Supplied passage:
────────────────
Let's not beat around the bush here. The world is a load of shite. In this day and age, the only thing that encompasses the whole level of shiteness in the world is the world itself. And possibly Microsoft. Satire.

Now would probably be an appropriate time to ask God what the hell he thinks he's playing at. Now, some rather nasty, spiteful people might indicate that this might be on the same level as asking a glass of water for a complete listing of the Central Timbuctoo bus timetables from 1979 to 1981, but that's only because these nasty, spiteful people have realised how shite this world is and have decided that no-one could have consciously created it.

But I say, keep an open mind. Just because your local McDonald's Quarter Pounder with Cheese looks like it was put together by a brain-dead chipmunk doesn't mean that McDonalds relies on the completely random collision of atomic particles to make their products. Obviously God had good intentions when he threw our li'l interstellar home together. He might have spent quite some time over it, just as I spent a lot of time slaving over seven households on The Sims which all eventually fell apart.
────────────────
Stated goal:
List every company or commercial product named in the rant about the state of the world.

Supplied information:
────────────────
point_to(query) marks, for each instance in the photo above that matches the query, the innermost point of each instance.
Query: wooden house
────────────────
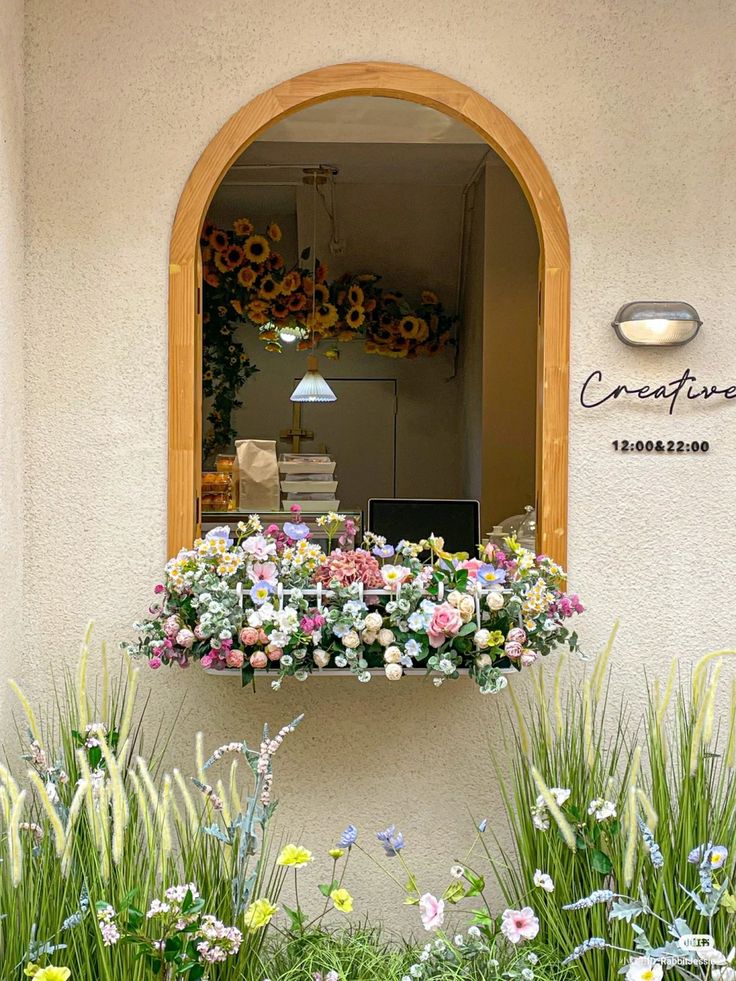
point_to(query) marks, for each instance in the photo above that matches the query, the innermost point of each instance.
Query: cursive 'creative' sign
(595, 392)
────────────────
Result of this exercise:
Microsoft
McDonald's
Quarter Pounder with Cheese
The Sims